Exercise requirements:
Make an exact copy of the data below, leaving out every picture.

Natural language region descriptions
>>>>>

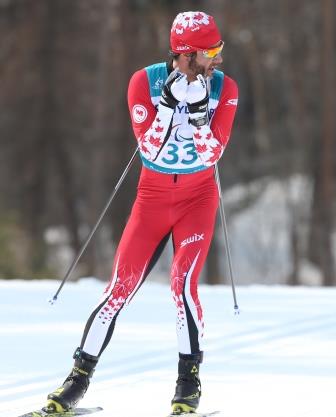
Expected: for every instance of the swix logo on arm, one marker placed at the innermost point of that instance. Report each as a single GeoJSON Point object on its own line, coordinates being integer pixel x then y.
{"type": "Point", "coordinates": [191, 239]}
{"type": "Point", "coordinates": [139, 113]}
{"type": "Point", "coordinates": [232, 102]}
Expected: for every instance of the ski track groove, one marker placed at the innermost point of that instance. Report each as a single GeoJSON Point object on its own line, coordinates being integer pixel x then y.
{"type": "Point", "coordinates": [232, 347]}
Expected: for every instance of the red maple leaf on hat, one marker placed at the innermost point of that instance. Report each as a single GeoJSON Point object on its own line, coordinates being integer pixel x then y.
{"type": "Point", "coordinates": [201, 148]}
{"type": "Point", "coordinates": [198, 16]}
{"type": "Point", "coordinates": [144, 149]}
{"type": "Point", "coordinates": [209, 135]}
{"type": "Point", "coordinates": [155, 141]}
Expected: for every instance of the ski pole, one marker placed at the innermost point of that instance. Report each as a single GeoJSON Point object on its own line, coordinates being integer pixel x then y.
{"type": "Point", "coordinates": [228, 254]}
{"type": "Point", "coordinates": [85, 244]}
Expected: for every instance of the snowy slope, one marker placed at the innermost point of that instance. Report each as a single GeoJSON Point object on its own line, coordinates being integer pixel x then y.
{"type": "Point", "coordinates": [277, 359]}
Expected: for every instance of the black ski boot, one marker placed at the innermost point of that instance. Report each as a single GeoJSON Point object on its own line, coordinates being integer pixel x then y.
{"type": "Point", "coordinates": [75, 386]}
{"type": "Point", "coordinates": [188, 384]}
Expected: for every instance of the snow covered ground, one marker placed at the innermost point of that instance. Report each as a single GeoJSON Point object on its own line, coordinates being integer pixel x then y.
{"type": "Point", "coordinates": [277, 359]}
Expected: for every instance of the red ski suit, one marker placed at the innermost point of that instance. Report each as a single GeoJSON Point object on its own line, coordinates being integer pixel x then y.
{"type": "Point", "coordinates": [177, 195]}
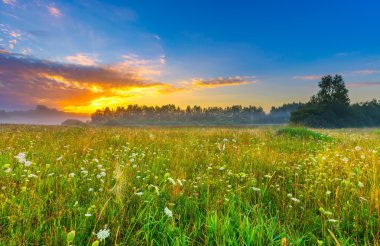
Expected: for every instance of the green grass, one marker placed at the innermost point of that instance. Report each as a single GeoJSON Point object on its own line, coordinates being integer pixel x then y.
{"type": "Point", "coordinates": [224, 186]}
{"type": "Point", "coordinates": [302, 133]}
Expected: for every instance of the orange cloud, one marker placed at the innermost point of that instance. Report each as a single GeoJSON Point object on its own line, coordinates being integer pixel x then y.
{"type": "Point", "coordinates": [221, 81]}
{"type": "Point", "coordinates": [82, 59]}
{"type": "Point", "coordinates": [83, 89]}
{"type": "Point", "coordinates": [308, 77]}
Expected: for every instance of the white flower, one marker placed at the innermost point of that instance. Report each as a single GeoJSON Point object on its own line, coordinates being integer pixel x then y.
{"type": "Point", "coordinates": [168, 212]}
{"type": "Point", "coordinates": [103, 234]}
{"type": "Point", "coordinates": [295, 200]}
{"type": "Point", "coordinates": [21, 157]}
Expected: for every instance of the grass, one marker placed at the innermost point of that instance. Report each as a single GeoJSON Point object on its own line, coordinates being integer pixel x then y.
{"type": "Point", "coordinates": [223, 186]}
{"type": "Point", "coordinates": [303, 133]}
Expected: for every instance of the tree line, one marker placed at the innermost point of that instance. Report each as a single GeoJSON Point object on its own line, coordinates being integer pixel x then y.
{"type": "Point", "coordinates": [331, 108]}
{"type": "Point", "coordinates": [170, 113]}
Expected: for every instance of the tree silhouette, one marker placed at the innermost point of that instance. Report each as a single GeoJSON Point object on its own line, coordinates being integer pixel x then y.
{"type": "Point", "coordinates": [332, 91]}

<<<<<

Solution:
Expected: for every instance of the swix logo on arm, one marker placed at the innermost point of that instance. Report each as a single GeoJSON Point object on its own line, coordinates being integer pixel x then y.
{"type": "Point", "coordinates": [191, 239]}
{"type": "Point", "coordinates": [139, 113]}
{"type": "Point", "coordinates": [232, 102]}
Expected: for every instance of the ski track groove, one marker placed at the innermost point of that instance. Report each as a single GeoJSON Point object on its own line, coordinates being integer pixel x then y.
{"type": "Point", "coordinates": [232, 347]}
Expected: for every instance of the red maple leaf on hat, one marker placed at the innermost point of that instance. Report each as a single GeoJSON Point object on its own line, coordinates being integer pixel x then y.
{"type": "Point", "coordinates": [201, 148]}
{"type": "Point", "coordinates": [198, 16]}
{"type": "Point", "coordinates": [144, 149]}
{"type": "Point", "coordinates": [209, 135]}
{"type": "Point", "coordinates": [155, 141]}
Expected: for every instance of the ski pole, one marker placed at the innermost point of that instance. Report each as a single GeoJSON Point object on its own line, coordinates being integer pixel x then y.
{"type": "Point", "coordinates": [228, 254]}
{"type": "Point", "coordinates": [85, 244]}
Expected: for every instance of the snowy slope, one marker placed at the innermost point of that instance. Report each as a single GeoJSON Point object on its own line, coordinates being integer pixel x then y.
{"type": "Point", "coordinates": [277, 359]}
Expected: for every instance of the black ski boot, one marker placed at the innermost point of that instance. Report each as a single GeoJSON Point object on its own line, coordinates being integer pixel x then y.
{"type": "Point", "coordinates": [75, 386]}
{"type": "Point", "coordinates": [188, 384]}
Expected: for every instance of the snow covered ground, one marker placed at the innermost point of that instance. Report each as a single GeoJSON Point object on its own line, coordinates being integer pixel x then y.
{"type": "Point", "coordinates": [277, 359]}
Expected: for every instance of the red ski suit, one marker placed at the innermost point of that instance. Report each as a single GeoJSON Point object on its own line, coordinates being integer pixel x then y.
{"type": "Point", "coordinates": [177, 195]}
Expected: for every instance of the green grass, one marker placed at the innermost point of that instance. Report each as a single GeoJSON Point object on its own line, coordinates being integer pixel x then y.
{"type": "Point", "coordinates": [224, 186]}
{"type": "Point", "coordinates": [302, 133]}
Expected: for every instance of the orange cloud, one marker placed at the innermost point of that instance. Report each as a single GeoJSON Point object on its own line, coordinates being integer pixel x then y.
{"type": "Point", "coordinates": [221, 81]}
{"type": "Point", "coordinates": [82, 59]}
{"type": "Point", "coordinates": [83, 89]}
{"type": "Point", "coordinates": [308, 77]}
Expected: for every instance of the white flower, one marker placed at the innermost point of that instance. Report each as a single GeoJSON Point object on its own line, coordinates being integer pixel x then y.
{"type": "Point", "coordinates": [168, 212]}
{"type": "Point", "coordinates": [103, 234]}
{"type": "Point", "coordinates": [295, 200]}
{"type": "Point", "coordinates": [21, 157]}
Expected: for every instance of the grass, one marker placed at the innermost point of that instance. Report each as a single GeoJSON Point object on its own line, coordinates being integer pixel x then y.
{"type": "Point", "coordinates": [223, 186]}
{"type": "Point", "coordinates": [303, 133]}
Expected: for every instance of the tree line, one marker placed at the innermost point of that instance. Report each as a single GeoJSON Point object on its own line, coordinates being integer pixel x then y.
{"type": "Point", "coordinates": [331, 108]}
{"type": "Point", "coordinates": [170, 113]}
Expected: for every instance of the tree silhouette, one marker placed at the innermost point of that instance. Report each as a single GeoJSON Point object on its own line, coordinates being integer pixel x then y.
{"type": "Point", "coordinates": [332, 91]}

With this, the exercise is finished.